Rows:
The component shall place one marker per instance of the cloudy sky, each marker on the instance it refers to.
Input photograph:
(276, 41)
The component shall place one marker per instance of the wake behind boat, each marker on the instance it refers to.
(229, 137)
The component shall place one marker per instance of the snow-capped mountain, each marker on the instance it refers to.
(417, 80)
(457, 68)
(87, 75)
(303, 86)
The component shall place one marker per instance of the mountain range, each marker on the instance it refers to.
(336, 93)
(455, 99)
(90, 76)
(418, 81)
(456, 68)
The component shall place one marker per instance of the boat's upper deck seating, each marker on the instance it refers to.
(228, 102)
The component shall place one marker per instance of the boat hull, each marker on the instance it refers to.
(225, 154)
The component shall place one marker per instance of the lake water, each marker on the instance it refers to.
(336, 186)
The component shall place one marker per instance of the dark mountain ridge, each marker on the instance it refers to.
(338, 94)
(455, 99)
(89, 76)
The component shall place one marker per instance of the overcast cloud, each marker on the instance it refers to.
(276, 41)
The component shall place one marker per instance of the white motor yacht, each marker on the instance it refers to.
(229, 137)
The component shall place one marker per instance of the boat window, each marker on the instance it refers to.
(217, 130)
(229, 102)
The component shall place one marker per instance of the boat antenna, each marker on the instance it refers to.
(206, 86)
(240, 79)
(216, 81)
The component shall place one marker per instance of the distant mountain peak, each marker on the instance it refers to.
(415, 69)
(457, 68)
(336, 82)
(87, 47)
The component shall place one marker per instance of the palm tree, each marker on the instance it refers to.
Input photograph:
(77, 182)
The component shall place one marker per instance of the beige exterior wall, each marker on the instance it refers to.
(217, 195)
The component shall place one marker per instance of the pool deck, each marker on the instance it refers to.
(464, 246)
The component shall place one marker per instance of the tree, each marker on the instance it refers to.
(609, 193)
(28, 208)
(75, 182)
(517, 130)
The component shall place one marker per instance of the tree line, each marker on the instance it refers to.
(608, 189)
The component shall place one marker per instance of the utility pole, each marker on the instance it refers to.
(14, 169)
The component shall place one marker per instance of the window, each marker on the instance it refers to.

Challenge: Rewrite all of the records above, changing "component" to "module" everywhere and leaving everything else as it is.

Problem solution:
The module shall place one marker per instance of the cloudy sky, each marker on the instance it refers to.
Input photograph:
(276, 41)
The module shall place one marker per instance of the wake behind boat, each marker on the instance it refers to.
(229, 137)
The module shall place one marker per instance of the snow-capped mountain, each marker on the instance it refers to.
(417, 80)
(457, 68)
(87, 75)
(303, 86)
The module shall place one marker per instance of the mountain range, each marker on the instance it refers to.
(336, 93)
(455, 99)
(90, 76)
(418, 81)
(456, 68)
The module shall place one marker per instance of the boat's upper deck seating, each marker on the instance it refers to.
(228, 102)
The module shall place one marker per instance of the boat hull, each marker on the instance it refers to.
(225, 154)
The module shall place one marker per instance of the lake water, each marker on the instance it refers to.
(336, 186)
The module shall place one marker per instance of the dark mountain ridge, each marker on the instance it refers to.
(338, 94)
(455, 99)
(89, 76)
The module shall place one marker per instance of the overcast cloud, each marker on the instance it refers to.
(276, 41)
The module shall place one marker per instance of the white motor yacht, each marker on the instance it refers to.
(229, 137)
The module shall place one marker per instance of the boat window, each marker on the instance it refers to.
(217, 130)
(229, 102)
The module shall place one marker per instance of the boat antenna, each marker on the instance it refers to.
(206, 86)
(240, 79)
(216, 81)
The module shall place one marker per instance of the distant mountain peak, each marker on the instance it refers to.
(415, 69)
(457, 68)
(336, 82)
(87, 47)
The module shall place one marker per instance of the palm tree, each marker on the instance it refers to.
Input photograph:
(77, 182)
The module shall place one marker per instance of the beige exterior wall, each marker on the instance it refers to.
(217, 195)
The module shall place one marker per instance of the pool deck, each marker on the instance it refers to.
(464, 246)
The module shall place one marker per instance of the tree, each marker on the instance it refers to.
(609, 193)
(28, 208)
(75, 182)
(517, 130)
The module shall place one marker per instance of the tree line, each marker on the instance it refers to.
(608, 189)
The module shall place one marker per instance of the utility pole, each marker on the instance it refers to.
(14, 169)
The module shall place one marker per instance of the window, each marker on the instance it refers to.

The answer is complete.